### What to do
Return all lines from the entries below in which the word "construction" is present.

+++++

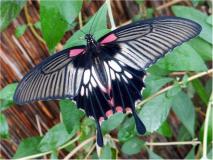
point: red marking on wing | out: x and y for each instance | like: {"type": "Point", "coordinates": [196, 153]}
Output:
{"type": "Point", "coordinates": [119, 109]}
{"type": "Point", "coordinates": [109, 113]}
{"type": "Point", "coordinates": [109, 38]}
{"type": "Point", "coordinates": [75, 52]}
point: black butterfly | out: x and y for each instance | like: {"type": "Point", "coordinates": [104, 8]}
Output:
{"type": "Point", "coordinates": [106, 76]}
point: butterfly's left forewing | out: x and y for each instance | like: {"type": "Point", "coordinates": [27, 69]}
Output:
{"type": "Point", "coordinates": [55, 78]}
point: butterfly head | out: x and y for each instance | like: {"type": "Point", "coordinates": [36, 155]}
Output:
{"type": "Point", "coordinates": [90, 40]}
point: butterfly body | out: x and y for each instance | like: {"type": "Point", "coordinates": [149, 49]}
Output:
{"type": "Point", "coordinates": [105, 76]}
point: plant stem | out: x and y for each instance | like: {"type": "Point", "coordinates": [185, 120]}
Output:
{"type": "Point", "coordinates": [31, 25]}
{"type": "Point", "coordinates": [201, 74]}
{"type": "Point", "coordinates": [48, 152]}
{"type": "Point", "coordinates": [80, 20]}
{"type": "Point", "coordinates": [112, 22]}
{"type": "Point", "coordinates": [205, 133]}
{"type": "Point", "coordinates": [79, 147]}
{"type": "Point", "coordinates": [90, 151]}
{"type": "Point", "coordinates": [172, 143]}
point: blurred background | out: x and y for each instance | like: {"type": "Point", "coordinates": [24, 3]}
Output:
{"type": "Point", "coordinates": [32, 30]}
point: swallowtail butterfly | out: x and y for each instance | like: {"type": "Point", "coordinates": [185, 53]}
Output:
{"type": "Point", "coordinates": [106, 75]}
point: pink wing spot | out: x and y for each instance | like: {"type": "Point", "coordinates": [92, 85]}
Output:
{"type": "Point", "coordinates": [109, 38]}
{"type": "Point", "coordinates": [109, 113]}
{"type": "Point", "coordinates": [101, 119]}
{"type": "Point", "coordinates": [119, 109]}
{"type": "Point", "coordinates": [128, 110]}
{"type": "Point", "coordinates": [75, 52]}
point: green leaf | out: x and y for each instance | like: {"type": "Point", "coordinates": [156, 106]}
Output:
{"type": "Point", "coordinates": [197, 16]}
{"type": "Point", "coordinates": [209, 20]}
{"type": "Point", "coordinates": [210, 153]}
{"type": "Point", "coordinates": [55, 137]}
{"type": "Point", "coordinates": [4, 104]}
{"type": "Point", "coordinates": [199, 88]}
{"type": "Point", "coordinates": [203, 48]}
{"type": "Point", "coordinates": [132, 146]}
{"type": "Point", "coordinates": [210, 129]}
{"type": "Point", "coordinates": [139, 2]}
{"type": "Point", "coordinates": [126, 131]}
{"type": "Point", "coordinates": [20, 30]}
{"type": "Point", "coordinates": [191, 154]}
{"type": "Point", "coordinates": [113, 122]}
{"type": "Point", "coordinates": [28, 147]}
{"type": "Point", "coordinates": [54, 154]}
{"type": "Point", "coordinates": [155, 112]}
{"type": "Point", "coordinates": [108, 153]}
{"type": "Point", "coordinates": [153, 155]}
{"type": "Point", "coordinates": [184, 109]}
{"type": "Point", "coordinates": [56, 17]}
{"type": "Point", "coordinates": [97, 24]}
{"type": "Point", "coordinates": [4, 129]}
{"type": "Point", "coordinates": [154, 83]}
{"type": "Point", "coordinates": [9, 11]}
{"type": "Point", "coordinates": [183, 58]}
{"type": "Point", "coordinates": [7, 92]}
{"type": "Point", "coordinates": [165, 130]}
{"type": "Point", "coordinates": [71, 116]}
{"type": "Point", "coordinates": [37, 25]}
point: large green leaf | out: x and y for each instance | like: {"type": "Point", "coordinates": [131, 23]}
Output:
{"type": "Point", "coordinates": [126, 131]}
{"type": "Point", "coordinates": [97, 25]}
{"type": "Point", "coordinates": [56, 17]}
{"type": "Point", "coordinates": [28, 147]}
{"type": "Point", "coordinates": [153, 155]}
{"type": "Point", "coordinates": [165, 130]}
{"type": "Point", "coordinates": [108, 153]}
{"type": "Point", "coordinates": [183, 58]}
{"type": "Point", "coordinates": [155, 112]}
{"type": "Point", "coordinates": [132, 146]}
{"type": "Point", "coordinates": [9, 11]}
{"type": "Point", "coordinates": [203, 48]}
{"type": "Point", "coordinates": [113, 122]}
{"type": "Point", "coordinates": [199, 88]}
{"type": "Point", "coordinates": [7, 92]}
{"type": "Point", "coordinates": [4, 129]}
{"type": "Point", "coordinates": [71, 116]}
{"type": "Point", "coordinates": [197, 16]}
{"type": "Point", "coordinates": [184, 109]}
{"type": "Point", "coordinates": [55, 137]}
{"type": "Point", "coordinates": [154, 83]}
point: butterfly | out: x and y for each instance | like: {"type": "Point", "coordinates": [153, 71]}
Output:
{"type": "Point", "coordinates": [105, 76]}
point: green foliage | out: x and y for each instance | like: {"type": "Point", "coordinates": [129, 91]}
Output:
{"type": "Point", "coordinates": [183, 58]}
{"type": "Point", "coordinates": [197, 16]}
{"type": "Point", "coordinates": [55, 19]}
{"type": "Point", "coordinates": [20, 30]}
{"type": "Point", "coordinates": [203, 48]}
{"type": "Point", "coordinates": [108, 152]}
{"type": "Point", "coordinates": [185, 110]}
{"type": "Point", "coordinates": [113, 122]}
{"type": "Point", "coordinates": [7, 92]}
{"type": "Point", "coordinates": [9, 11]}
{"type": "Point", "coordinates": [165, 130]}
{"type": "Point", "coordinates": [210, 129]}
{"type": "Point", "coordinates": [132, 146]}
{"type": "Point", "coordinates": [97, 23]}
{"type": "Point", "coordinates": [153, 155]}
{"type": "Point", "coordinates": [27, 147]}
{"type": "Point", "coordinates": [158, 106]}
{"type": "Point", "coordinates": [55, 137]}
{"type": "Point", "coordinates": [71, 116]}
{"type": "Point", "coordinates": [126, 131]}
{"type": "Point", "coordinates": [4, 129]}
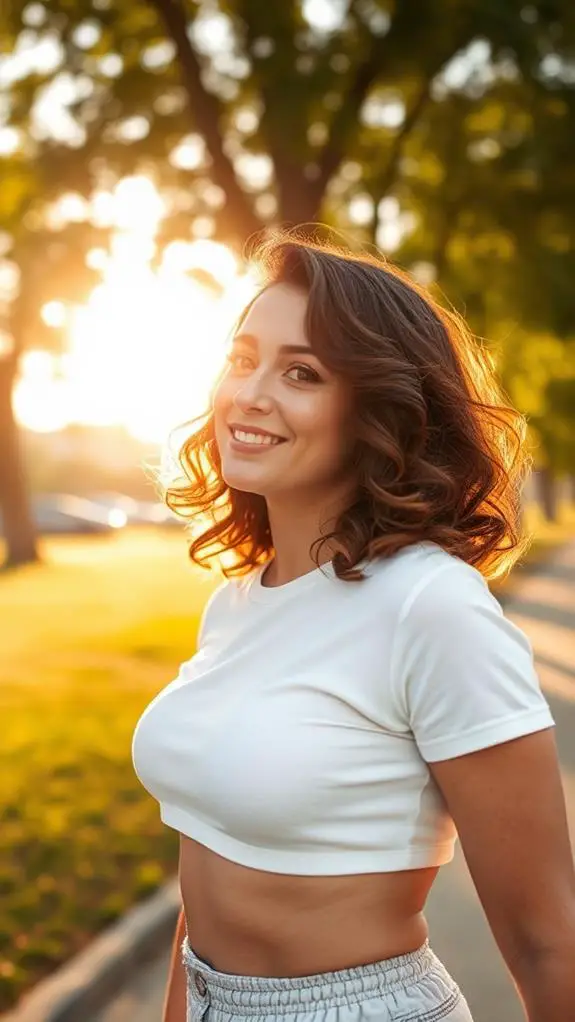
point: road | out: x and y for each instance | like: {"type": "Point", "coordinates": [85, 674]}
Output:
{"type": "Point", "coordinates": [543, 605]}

+++++

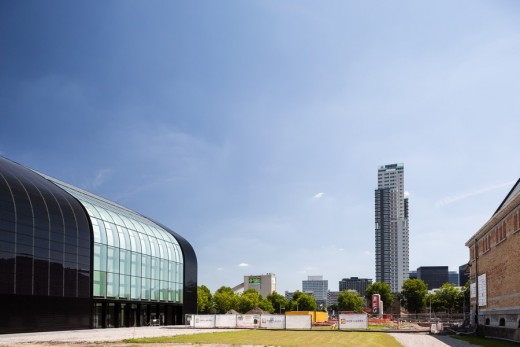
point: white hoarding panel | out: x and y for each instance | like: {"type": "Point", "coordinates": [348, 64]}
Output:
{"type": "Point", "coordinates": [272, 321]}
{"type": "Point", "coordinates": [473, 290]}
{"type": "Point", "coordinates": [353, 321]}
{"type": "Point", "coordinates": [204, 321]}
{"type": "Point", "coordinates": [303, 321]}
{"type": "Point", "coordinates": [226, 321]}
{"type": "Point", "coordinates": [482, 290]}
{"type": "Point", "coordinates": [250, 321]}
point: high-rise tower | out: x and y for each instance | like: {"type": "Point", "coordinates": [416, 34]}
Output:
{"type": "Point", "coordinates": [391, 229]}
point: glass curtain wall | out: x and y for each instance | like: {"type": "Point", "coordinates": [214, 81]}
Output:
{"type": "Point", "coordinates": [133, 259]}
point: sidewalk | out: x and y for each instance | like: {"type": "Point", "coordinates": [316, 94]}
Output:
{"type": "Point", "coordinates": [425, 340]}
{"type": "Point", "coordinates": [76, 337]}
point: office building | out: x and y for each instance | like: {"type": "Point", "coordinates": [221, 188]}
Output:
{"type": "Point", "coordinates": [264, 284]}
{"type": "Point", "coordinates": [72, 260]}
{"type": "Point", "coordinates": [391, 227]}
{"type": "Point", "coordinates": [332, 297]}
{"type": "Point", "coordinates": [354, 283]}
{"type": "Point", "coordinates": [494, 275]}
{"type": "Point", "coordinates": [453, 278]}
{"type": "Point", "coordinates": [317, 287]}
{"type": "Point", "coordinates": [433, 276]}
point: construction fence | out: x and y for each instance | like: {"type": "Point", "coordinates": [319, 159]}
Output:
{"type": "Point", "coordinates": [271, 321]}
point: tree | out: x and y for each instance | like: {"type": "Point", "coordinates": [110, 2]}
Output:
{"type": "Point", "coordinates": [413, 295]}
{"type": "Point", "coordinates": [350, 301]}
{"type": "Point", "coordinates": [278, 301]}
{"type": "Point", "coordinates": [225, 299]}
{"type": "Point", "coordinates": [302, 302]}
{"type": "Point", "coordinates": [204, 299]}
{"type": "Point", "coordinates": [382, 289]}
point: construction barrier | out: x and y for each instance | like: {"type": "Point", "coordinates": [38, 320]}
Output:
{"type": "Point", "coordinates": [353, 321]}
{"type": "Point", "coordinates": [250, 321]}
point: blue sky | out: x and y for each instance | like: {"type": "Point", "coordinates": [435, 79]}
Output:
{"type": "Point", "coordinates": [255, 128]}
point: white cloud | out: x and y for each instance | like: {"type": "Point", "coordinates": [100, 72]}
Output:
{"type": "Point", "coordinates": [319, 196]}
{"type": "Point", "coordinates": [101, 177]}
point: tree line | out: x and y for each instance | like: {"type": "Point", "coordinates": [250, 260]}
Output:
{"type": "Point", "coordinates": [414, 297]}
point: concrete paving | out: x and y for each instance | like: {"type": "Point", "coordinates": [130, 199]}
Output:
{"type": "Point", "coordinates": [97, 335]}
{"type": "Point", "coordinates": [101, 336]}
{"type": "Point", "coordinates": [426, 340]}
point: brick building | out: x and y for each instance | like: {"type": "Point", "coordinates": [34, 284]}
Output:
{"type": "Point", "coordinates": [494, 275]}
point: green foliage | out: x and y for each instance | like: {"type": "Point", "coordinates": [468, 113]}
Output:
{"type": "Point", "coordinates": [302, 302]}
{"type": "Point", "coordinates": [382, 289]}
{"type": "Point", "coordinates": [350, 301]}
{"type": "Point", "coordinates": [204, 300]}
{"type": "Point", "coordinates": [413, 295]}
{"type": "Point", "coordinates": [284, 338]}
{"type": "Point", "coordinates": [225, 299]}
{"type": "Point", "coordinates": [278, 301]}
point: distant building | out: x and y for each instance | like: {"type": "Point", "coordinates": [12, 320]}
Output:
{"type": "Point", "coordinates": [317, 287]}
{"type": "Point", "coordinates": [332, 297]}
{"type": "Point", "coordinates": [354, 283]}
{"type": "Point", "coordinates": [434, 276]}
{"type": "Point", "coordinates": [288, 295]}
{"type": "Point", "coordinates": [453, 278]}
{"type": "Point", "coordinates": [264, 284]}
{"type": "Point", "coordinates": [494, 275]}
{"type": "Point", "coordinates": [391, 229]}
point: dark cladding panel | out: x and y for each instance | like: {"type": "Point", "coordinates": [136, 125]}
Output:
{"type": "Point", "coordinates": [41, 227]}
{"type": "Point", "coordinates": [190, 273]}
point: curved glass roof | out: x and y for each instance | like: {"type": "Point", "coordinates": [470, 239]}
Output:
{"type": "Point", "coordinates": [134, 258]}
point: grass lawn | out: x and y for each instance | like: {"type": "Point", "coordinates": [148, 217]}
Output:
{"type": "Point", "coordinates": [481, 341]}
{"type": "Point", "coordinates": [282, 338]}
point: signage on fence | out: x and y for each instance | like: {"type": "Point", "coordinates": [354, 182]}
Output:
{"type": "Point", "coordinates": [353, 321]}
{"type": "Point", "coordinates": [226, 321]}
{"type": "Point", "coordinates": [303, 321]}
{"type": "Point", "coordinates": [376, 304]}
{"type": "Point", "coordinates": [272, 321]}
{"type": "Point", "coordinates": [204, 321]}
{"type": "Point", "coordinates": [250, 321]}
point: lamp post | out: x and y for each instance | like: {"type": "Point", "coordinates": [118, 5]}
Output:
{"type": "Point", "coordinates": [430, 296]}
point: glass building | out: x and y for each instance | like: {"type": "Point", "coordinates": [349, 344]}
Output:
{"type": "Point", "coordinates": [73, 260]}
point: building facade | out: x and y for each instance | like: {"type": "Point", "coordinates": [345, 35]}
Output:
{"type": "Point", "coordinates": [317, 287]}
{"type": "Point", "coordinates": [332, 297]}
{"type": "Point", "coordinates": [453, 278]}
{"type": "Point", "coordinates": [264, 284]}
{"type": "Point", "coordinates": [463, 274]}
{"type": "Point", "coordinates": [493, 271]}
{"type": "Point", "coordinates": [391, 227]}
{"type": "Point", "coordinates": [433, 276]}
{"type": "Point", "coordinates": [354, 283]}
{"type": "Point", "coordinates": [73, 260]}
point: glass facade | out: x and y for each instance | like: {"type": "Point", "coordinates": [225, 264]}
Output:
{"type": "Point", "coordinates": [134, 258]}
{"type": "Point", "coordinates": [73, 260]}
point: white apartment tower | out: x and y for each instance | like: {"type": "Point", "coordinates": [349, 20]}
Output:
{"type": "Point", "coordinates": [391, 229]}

+++++

### Output of the task
point: construction fence | out: x and y for each instance | like: {"type": "Point", "coordinates": [319, 159]}
point: construction barrier | out: x and y for each instance | like: {"type": "Point", "coordinates": [38, 320]}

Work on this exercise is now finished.